++++ Data records ++++

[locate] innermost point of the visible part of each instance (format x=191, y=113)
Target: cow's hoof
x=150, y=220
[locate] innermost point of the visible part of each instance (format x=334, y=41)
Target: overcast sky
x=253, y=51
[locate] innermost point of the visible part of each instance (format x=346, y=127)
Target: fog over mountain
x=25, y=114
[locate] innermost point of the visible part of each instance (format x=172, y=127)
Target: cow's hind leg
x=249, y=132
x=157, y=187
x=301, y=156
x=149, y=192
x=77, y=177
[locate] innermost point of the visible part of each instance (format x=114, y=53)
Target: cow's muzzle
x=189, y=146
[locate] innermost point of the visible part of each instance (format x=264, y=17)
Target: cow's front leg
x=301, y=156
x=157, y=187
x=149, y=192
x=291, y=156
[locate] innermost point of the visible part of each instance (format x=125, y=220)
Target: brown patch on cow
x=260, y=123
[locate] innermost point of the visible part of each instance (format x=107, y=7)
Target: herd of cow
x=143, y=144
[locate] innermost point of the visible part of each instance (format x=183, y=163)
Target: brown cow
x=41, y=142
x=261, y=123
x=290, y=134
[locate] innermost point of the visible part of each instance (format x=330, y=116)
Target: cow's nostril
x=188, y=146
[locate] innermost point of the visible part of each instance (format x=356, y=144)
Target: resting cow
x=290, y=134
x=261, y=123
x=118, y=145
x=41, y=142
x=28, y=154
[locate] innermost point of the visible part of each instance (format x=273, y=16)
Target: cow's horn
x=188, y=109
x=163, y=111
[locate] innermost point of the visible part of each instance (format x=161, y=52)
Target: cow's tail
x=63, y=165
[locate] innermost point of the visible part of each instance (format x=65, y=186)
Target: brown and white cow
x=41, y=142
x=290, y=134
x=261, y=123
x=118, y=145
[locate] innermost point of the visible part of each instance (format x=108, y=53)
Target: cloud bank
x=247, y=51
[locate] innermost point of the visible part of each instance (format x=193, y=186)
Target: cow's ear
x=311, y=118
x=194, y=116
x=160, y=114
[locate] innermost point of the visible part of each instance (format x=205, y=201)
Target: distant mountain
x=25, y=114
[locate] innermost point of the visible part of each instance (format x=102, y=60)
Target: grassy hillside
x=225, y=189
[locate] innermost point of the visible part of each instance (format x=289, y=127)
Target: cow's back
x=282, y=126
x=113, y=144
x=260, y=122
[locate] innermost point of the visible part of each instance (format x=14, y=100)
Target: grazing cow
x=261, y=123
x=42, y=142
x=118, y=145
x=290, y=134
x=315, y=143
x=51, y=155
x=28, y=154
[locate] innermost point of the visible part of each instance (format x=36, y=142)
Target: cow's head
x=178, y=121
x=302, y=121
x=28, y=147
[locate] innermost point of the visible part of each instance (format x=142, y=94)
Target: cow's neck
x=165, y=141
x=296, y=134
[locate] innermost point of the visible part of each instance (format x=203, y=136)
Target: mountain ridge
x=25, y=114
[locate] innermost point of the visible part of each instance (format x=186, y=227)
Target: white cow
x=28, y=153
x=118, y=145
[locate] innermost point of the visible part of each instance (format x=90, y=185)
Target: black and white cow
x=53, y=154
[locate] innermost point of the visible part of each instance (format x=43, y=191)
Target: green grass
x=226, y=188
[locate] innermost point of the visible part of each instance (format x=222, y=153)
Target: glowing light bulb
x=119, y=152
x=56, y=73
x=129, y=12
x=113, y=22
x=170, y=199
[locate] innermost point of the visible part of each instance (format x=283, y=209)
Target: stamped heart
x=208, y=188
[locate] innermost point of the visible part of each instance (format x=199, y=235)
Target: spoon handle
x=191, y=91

++++

- _Exercise prompt_: An exact copy of the lines above, from the one containing "Target: overcast sky" down to the one containing "(format x=183, y=163)" and including both, is the whole answer; retype it and nothing else.

- _Response for this exercise_:
Target: overcast sky
x=253, y=51
[locate] innermost point of the visible part of each instance (format x=346, y=127)
Target: fog over mountain
x=25, y=114
[locate] innermost point of the visible part of each instance (format x=172, y=127)
Target: cow's hind leg
x=249, y=132
x=157, y=187
x=301, y=156
x=149, y=192
x=77, y=177
[locate] innermost point of the visible part of each instance (format x=114, y=53)
Target: cow's muzzle
x=189, y=146
[locate] innermost point of the visible part of each instance (format x=264, y=17)
Target: cow's front leg
x=301, y=156
x=157, y=187
x=149, y=192
x=291, y=156
[locate] innermost point of the visible part of each instance (format x=125, y=220)
Target: brown patch on cow
x=260, y=123
[locate] innermost point of the visible part of each instance (format x=107, y=7)
Target: herd of cow
x=143, y=144
[locate] innermost point of the visible part of each instance (format x=183, y=163)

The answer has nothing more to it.